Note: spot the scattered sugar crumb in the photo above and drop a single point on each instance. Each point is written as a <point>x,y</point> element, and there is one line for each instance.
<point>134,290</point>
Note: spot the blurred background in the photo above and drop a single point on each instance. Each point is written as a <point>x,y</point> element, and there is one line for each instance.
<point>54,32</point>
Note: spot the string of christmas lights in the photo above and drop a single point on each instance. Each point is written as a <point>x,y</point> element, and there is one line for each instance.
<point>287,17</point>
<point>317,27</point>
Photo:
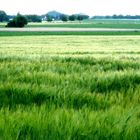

# # # #

• [The request]: Arrange every line of the data above as a numbered list, skipping any blank lines. Leave the picture out of your answer.

• [Exercise output]:
1. Note: spot the scattered sugar crumb in the photo above and drop a single point on each instance. Each point is written as a <point>x,y</point> element, and there is one line for each instance.
2. <point>134,290</point>
3. Note: spot the blurred background in the photo above and drop a single point on each instance. Each point is written as a <point>x,y</point> element, and there is one line for each instance.
4. <point>54,32</point>
5. Note: spot the string of christmas lights in the photo above and drop a single point on each instance. Each point is written as a <point>x,y</point> element, and there is one line for each instance.
6. <point>287,17</point>
7. <point>317,27</point>
8. Photo:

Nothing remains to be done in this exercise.